▶ **Exercise**: Each entry below is to be transcribed exactly; pictures are not copied.

START Dataset records

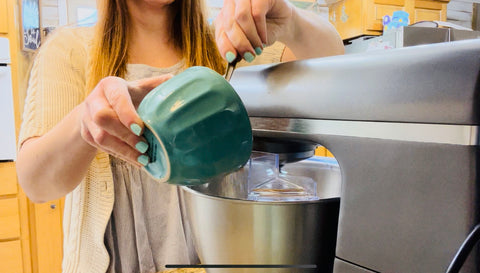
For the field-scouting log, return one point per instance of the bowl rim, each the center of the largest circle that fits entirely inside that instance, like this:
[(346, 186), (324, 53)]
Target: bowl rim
[(187, 189)]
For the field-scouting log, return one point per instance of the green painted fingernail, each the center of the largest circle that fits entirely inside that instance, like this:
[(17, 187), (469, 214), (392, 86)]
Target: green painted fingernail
[(136, 129), (143, 159), (249, 57), (230, 56), (141, 146)]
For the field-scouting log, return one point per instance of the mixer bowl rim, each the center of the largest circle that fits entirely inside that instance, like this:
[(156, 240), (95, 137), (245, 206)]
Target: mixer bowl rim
[(260, 203)]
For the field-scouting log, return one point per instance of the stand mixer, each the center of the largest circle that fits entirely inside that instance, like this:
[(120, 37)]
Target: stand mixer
[(403, 126)]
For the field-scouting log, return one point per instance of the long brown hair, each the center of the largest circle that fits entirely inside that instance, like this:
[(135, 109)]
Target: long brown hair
[(191, 33)]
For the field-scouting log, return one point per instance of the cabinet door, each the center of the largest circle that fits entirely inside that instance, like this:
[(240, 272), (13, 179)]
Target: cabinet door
[(8, 178), (3, 17), (11, 257), (9, 219)]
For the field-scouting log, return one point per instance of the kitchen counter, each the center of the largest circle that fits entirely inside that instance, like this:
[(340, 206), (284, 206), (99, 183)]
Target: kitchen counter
[(185, 270)]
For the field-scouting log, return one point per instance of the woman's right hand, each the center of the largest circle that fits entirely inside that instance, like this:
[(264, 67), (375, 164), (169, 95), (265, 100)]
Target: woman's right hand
[(109, 120)]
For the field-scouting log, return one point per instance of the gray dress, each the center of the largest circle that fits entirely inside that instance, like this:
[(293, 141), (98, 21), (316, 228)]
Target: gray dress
[(146, 230)]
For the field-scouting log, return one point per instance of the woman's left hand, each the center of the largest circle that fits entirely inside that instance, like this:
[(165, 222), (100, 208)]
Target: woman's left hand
[(243, 27)]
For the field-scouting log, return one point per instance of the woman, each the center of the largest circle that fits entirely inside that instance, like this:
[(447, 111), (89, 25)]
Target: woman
[(81, 136)]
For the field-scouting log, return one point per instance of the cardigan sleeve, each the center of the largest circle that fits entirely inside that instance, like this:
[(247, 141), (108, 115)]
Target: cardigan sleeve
[(57, 81)]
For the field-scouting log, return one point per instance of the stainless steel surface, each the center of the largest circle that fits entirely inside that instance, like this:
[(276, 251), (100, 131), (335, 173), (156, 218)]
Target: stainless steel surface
[(344, 267), (410, 187), (435, 84), (231, 230), (414, 132)]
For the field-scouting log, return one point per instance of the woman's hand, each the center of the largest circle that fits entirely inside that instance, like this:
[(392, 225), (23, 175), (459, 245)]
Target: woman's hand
[(244, 27), (109, 121)]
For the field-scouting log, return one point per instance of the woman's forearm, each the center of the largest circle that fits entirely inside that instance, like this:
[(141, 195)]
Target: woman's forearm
[(310, 36), (52, 165)]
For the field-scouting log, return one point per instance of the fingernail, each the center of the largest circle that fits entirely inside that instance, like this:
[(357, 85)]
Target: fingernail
[(143, 159), (136, 129), (230, 56), (141, 146), (249, 57)]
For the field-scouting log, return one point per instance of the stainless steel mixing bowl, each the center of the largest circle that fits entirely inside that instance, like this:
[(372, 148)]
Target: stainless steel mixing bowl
[(230, 230)]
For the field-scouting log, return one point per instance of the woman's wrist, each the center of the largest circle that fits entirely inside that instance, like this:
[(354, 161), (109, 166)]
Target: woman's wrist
[(310, 36)]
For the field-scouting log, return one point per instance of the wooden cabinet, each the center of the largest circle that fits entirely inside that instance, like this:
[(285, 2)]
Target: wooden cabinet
[(3, 16), (14, 224), (354, 18), (11, 257)]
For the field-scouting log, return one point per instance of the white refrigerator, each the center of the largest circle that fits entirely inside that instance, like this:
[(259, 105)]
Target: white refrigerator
[(7, 117)]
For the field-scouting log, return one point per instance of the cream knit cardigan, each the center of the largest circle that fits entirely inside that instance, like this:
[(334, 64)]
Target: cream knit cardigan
[(57, 84)]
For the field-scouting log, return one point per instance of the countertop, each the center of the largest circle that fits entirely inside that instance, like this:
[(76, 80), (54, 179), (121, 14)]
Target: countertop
[(185, 270)]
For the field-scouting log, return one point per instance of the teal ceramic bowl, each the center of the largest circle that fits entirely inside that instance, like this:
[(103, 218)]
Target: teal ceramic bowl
[(197, 128)]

END Dataset records

▶ **Solution to this exercise**:
For the field-scouting log, return one point per instance of the bowl rim, each the center of the largest circle that fits entirely inside that instance, like this:
[(346, 186), (324, 53)]
Target: bowl rim
[(187, 189)]
For the field-scouting log, return one point per instance of the green painted fingernail, each the center of the largest circle that fits entirely inside that instance, like this:
[(17, 187), (469, 214), (392, 86)]
Target: green painted fingernail
[(136, 129), (143, 159), (249, 57), (230, 56), (141, 146)]
For the field-scouting log, return one point per instance of the mixer bowl rim, each the center of the largest circle that fits entirely inside that instance, like this:
[(156, 240), (95, 137), (245, 206)]
Target: mixer bowl rim
[(260, 203)]
For the field-scouting log, return one point per instance of the stand mixer, each the center of the largest circle that fits entirely inside that instance, like this:
[(120, 37)]
Target: stand mixer
[(403, 126)]
For the field-scouting log, return one point per instance of the long brown hair, each the center of the largest circle that fits entirely inside that instance, like this:
[(135, 109)]
Target: long brown hair
[(191, 33)]
For the field-scouting log, return one point per instance of the cabinet door, each the center of the largest circle that fits entirely inside that instance, like this:
[(240, 272), (13, 179)]
Target: cabinet door
[(8, 178), (3, 17), (11, 257), (9, 219)]
For the field-scouting log, return one point per instance of the kitchen counter, each the center of the largest circle that fits entirely inside that instance, like this:
[(340, 206), (284, 206), (99, 183)]
Target: kitchen counter
[(185, 270)]
For the field-scouting log, return one point per instance of the woman's right hand, each the center of the largest circle that fits entirely inside that instance, like this:
[(264, 67), (375, 164), (169, 95), (265, 100)]
Target: woman's right hand
[(109, 120)]
For the field-scouting log, return one point per instance of the gray dress, each the center of the largest circle that fits entirely inside that instance, like this:
[(293, 141), (98, 21), (316, 228)]
Target: gray dress
[(146, 230)]
For the field-scouting log, return one point per instance of the woman's left hand, each the center of the largest circle that fits entirely inside that instance, like this:
[(165, 222), (100, 208)]
Target: woman's left hand
[(243, 27)]
For the field-scouting log, return one point per instance of the woman, each the center of the largest circle that fits entirely inside that instance, like this:
[(447, 111), (89, 25)]
Target: woman
[(81, 136)]
For the field-scouting log, return one point per instance of the cardigan sleeve, each the center of the largest circle that fits entirely inside that instance, like this:
[(247, 141), (108, 115)]
Target: cardigan sleeve
[(57, 81)]
For the field-scouting log, return one point per instance of the stainless steel surface, each the center of the largest circle that fits entirely inside that instance, like this:
[(276, 251), (100, 131), (335, 173), (156, 218)]
Target: stainless steel surface
[(344, 267), (410, 187), (435, 84), (231, 230), (414, 132)]
For the field-scouting log, return one point per instance of the woman's hand, each the center of the largest circle that fits entirely inside that instance, like this:
[(392, 225), (23, 175), (459, 245)]
Target: woman's hand
[(244, 27), (109, 121)]
For the field-scouting log, return one point per instance of the woman's forearm, each the center of the largest circle that fits entirely inside that instance, like this:
[(141, 195)]
Target: woman's forearm
[(310, 36), (52, 165)]
For the field-scouting log, return one point per instance of the fingernail, each the center of the largest circle that fits entirely inside that instance, like this:
[(357, 85)]
Target: fingernail
[(143, 159), (136, 129), (230, 56), (141, 146), (249, 57)]
For the field-scouting log, return one point per instance of the stainless steel mixing bowl, each the center of the largest circle that fits entirely inside that instance, like this:
[(372, 148)]
Target: stainless steel mixing bowl
[(230, 230)]
For the field-scouting log, return one point per instance of the woman's wrist, each the center of the largest circle that fits entirely inside that instance, like this:
[(354, 161), (109, 166)]
Target: woman's wrist
[(310, 36)]
For the field-scouting log, return one point per instance of the wooden cabinet, each the center of the largest circle that fits entirely inside that instance, like this:
[(285, 2)]
Target: wooden cabinet
[(3, 16), (14, 224), (354, 18), (11, 257)]
For the field-scouting log, return one point per instance of the white refrigerator, each the center of the largest circle that fits entirely inside that instance, like this:
[(259, 105)]
Target: white refrigerator
[(7, 117)]
For the field-scouting log, return one point per instance of the cream knit cardigan, each the center of the largest circle that fits entirely inside that instance, like this:
[(334, 64)]
Target: cream knit cardigan
[(57, 84)]
For the field-scouting log, return one point per instance of the countertop, each the center of the largest circle that fits entirely inside that instance, like this:
[(76, 80), (54, 179), (121, 14)]
Target: countertop
[(185, 270)]
For the field-scouting log, return one point per instance of the teal ceramic bowl, each the center of the largest circle that fits entirely inside that instance, like this:
[(103, 218)]
Target: teal ceramic bowl
[(197, 128)]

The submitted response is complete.